— begin Record extracts —
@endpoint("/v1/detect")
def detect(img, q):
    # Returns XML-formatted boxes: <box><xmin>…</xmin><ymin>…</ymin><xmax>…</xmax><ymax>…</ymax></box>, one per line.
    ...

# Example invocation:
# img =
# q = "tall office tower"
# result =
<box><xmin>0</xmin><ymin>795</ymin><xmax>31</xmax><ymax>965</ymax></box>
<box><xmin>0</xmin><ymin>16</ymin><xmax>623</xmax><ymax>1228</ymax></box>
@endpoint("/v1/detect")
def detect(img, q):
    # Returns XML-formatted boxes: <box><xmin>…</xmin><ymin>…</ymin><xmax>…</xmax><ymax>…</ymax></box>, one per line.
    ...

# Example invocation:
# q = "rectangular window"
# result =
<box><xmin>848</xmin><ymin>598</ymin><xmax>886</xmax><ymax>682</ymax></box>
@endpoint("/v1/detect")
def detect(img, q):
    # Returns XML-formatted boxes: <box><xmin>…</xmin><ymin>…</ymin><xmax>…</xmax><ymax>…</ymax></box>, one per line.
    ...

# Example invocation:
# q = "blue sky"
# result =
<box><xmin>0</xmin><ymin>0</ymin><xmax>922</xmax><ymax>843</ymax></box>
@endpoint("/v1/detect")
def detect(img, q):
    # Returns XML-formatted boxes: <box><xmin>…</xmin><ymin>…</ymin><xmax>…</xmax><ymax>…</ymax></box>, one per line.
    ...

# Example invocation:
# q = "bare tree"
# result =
— end Record extracts —
**Stated goal**
Can you rewrite every line in all of the records above as a numbered list, leaving out the blank lines?

**Response**
1. @endpoint("/v1/detect")
2. def detect(img, q):
3.     # Returns XML-formatted boxes: <box><xmin>…</xmin><ymin>…</ymin><xmax>…</xmax><ymax>…</ymax></box>, one per line.
4.     ...
5. # Example invocation:
6. # img =
7. # q = "tall office tower"
8. # result =
9. <box><xmin>0</xmin><ymin>795</ymin><xmax>31</xmax><ymax>965</ymax></box>
10. <box><xmin>0</xmin><ymin>16</ymin><xmax>623</xmax><ymax>1228</ymax></box>
11. @endpoint("/v1/detect")
12. def detect(img, q):
13.     # Returns XML-formatted boxes: <box><xmin>…</xmin><ymin>…</ymin><xmax>…</xmax><ymax>…</ymax></box>, one per line.
14.     ...
15. # Example invocation:
16. # q = "rectangular window"
17. # result =
18. <box><xmin>848</xmin><ymin>598</ymin><xmax>886</xmax><ymax>682</ymax></box>
19. @endpoint("/v1/detect")
20. def detect(img, q):
21.     # Returns XML-formatted boxes: <box><xmin>…</xmin><ymin>…</ymin><xmax>…</xmax><ymax>…</ymax></box>, one per line.
22.     ...
23. # Example invocation:
24. # q = "blue sky"
25. # result =
26. <box><xmin>0</xmin><ymin>0</ymin><xmax>922</xmax><ymax>843</ymax></box>
27. @endpoint("/v1/detect")
28. def detect(img, q):
29.     # Returns XML-formatted boxes: <box><xmin>…</xmin><ymin>…</ymin><xmax>…</xmax><ymax>…</ymax></box>, one per line.
30.     ...
31. # Example invocation:
32. # q = "bare tree"
33. # result =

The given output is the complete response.